• _REQUIREMENT_:
Please say how many lines in the records contain the word "green", giving only the number.

Segment Start: DATA RECORDS

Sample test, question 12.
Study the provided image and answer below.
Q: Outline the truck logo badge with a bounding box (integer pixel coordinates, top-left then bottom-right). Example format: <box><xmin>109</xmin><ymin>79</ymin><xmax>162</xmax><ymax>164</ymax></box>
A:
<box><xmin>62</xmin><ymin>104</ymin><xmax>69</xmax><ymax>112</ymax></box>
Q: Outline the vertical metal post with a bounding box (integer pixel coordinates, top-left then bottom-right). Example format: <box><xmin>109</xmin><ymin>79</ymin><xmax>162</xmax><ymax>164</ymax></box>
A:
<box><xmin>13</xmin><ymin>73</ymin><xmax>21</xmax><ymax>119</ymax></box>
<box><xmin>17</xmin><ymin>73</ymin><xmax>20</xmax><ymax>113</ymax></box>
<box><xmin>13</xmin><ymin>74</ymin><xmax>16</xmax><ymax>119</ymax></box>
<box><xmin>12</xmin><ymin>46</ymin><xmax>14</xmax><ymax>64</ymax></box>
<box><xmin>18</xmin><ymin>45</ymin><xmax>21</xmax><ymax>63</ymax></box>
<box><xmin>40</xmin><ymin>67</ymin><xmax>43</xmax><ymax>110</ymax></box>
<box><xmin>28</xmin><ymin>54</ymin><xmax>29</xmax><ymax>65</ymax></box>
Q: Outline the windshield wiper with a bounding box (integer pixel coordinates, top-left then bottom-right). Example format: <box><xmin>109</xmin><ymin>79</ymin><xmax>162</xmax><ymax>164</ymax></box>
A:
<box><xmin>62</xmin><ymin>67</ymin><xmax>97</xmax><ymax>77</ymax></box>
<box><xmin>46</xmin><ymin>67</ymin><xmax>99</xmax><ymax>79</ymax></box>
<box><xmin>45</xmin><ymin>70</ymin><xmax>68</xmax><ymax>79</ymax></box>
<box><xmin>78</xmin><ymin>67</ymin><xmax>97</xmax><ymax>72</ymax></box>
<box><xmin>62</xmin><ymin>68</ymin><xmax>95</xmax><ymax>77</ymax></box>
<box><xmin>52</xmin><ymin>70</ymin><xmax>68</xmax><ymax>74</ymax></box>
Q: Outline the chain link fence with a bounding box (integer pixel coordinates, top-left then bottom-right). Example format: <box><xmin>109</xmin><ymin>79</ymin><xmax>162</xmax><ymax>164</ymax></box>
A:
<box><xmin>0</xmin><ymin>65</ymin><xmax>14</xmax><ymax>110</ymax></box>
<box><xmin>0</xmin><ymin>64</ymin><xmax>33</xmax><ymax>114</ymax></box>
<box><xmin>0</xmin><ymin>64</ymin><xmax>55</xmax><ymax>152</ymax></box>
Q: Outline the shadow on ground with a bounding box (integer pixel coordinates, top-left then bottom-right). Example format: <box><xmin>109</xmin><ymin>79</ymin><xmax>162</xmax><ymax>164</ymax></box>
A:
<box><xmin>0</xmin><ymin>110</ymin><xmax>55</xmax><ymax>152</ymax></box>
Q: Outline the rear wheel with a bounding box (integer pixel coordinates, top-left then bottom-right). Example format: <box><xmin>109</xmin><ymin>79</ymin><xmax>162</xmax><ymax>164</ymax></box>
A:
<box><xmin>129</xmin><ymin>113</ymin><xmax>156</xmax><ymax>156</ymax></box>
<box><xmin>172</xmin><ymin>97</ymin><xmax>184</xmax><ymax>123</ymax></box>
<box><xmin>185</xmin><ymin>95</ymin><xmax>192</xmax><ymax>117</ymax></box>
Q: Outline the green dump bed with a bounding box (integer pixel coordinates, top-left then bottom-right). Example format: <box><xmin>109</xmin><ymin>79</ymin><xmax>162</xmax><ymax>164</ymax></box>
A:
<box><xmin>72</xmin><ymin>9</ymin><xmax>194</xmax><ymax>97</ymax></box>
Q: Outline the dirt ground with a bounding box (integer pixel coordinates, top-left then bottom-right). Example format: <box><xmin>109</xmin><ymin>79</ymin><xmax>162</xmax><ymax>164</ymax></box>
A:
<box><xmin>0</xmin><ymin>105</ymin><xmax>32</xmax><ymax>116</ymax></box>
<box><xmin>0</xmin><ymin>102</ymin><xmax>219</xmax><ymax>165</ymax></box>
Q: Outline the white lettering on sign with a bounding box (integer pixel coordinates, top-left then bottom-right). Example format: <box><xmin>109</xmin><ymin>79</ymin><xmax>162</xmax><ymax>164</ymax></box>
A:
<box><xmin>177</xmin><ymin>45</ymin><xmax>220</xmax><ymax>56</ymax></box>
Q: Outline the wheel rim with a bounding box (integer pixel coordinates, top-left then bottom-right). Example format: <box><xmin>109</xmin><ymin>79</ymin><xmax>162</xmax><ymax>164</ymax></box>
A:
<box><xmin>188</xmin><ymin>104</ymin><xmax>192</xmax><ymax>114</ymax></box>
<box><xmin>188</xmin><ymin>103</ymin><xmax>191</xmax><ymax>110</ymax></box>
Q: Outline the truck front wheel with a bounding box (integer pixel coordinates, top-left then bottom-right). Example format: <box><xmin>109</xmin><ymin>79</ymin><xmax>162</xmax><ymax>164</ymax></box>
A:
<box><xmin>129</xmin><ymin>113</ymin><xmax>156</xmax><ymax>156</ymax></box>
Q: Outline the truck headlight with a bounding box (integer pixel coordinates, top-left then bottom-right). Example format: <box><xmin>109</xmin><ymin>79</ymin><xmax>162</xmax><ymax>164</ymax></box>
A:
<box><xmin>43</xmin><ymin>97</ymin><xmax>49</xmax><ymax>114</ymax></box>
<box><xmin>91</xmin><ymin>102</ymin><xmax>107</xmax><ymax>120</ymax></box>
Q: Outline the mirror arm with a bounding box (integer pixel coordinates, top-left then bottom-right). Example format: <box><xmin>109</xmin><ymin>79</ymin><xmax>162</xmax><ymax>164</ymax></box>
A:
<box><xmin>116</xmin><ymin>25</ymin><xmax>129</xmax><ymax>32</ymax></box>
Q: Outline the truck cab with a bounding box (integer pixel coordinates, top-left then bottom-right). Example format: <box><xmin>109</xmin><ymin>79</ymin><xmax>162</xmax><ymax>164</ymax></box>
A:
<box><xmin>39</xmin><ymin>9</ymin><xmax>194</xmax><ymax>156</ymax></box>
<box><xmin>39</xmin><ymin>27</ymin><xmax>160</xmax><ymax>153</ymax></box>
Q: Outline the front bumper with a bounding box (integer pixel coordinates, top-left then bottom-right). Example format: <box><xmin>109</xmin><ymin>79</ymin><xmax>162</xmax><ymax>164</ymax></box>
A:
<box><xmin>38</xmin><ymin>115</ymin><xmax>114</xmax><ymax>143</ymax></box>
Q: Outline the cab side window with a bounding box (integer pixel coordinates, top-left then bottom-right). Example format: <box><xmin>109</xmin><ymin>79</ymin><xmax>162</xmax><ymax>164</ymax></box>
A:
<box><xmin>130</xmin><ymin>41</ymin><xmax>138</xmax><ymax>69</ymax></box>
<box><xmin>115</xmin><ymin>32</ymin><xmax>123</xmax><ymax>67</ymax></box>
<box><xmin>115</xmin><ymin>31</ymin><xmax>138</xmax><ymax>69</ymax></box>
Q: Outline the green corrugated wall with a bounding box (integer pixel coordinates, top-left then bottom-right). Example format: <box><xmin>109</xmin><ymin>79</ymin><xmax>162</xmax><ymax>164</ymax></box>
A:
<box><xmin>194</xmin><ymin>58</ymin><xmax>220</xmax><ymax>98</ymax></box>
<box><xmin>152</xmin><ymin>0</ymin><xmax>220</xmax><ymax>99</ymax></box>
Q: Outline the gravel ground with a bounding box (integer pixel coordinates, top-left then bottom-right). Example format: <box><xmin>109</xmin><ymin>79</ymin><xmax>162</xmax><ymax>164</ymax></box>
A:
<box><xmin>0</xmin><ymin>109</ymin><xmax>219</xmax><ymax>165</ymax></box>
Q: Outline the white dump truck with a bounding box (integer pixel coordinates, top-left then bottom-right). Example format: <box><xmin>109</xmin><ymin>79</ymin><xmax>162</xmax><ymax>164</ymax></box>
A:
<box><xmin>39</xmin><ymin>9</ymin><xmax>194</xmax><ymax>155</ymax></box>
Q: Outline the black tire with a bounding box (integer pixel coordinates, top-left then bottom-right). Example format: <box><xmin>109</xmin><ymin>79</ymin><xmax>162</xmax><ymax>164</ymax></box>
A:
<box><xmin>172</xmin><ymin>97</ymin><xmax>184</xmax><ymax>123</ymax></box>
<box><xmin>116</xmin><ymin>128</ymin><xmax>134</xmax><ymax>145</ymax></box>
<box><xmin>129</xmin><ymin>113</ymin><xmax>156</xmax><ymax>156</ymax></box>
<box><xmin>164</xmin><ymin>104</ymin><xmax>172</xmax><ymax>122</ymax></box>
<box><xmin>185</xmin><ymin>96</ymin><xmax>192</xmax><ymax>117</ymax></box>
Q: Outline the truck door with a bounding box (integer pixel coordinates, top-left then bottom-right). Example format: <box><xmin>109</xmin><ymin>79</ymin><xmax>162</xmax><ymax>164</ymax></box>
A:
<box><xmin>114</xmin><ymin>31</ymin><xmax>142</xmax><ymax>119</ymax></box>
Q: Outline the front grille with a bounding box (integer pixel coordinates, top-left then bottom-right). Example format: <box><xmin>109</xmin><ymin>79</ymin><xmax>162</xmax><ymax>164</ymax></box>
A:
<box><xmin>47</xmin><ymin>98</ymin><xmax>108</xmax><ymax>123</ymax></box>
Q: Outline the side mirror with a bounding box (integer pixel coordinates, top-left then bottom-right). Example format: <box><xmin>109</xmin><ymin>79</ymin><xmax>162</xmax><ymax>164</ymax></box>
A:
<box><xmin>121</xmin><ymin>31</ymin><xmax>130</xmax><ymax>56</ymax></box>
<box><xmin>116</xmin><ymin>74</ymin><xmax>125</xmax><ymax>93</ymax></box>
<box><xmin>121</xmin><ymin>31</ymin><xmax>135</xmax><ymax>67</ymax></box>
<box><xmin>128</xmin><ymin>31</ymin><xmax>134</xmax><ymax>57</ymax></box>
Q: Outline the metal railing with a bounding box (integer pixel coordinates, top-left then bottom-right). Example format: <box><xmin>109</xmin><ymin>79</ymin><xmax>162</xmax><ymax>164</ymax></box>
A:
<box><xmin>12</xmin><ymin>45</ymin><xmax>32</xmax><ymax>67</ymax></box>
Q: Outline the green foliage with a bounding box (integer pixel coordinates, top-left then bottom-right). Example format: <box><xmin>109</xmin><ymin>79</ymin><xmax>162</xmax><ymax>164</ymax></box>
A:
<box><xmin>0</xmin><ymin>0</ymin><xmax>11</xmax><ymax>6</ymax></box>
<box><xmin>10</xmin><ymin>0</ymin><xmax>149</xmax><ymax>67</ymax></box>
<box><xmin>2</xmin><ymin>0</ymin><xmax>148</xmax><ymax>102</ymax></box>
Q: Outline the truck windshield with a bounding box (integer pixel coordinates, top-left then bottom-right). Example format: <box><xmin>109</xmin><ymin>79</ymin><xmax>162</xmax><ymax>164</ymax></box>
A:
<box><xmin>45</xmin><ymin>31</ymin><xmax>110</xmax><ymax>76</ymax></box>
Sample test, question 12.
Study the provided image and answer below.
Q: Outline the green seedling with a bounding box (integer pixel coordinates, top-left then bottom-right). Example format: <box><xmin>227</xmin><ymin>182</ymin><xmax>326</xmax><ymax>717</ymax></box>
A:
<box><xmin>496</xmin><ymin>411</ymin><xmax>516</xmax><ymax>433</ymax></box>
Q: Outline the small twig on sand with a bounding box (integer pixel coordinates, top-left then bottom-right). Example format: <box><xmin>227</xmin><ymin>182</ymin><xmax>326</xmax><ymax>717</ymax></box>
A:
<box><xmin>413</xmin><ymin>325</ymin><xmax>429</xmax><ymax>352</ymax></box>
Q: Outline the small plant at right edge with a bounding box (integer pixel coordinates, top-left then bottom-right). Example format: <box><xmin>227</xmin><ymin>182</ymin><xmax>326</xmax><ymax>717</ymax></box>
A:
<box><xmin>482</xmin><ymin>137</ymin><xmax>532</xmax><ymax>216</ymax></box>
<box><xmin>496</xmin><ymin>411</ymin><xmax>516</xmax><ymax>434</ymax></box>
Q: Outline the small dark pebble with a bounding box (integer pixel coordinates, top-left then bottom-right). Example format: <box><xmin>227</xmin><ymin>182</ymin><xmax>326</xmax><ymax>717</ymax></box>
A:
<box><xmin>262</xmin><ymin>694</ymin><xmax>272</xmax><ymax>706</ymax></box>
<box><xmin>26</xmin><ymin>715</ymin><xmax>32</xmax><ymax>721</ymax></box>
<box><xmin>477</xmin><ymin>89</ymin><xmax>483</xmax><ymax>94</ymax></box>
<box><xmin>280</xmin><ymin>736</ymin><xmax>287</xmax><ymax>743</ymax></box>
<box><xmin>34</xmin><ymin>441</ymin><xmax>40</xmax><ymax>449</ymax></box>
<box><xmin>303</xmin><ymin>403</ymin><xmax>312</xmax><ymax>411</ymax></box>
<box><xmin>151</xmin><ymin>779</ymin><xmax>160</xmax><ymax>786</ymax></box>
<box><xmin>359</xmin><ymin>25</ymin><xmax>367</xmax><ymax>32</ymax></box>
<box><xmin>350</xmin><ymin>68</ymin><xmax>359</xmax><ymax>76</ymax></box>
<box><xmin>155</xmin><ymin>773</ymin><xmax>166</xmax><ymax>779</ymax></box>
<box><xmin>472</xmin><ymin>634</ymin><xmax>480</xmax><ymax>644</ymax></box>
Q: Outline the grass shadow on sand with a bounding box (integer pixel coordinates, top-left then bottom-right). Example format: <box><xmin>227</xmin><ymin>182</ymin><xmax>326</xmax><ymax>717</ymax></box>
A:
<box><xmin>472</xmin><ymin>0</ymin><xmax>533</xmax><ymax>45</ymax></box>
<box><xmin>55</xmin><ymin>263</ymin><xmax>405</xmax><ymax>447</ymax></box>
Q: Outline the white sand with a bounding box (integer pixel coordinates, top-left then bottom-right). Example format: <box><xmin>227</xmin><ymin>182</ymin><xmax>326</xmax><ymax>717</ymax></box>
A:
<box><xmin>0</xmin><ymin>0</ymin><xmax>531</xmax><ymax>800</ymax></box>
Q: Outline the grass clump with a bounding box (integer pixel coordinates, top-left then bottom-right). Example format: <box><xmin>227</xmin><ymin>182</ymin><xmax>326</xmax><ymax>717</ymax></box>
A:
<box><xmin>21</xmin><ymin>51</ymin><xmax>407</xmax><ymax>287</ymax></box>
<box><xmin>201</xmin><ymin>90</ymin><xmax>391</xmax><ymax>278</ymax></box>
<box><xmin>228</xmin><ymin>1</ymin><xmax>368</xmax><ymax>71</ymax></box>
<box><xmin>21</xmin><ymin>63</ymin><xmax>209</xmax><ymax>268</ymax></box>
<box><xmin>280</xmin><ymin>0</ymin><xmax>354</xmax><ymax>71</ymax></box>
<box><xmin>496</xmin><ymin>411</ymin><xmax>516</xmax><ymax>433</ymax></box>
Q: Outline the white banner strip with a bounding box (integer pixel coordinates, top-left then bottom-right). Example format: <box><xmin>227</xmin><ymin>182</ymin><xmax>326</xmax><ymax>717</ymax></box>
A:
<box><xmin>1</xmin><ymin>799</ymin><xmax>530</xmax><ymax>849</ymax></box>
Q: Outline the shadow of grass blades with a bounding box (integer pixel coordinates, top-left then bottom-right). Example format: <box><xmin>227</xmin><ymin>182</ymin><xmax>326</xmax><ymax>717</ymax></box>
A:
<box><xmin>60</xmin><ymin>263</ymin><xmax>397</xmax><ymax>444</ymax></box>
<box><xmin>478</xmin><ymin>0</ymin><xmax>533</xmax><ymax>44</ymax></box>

Segment End: DATA RECORDS

• _TASK RESULT_:
4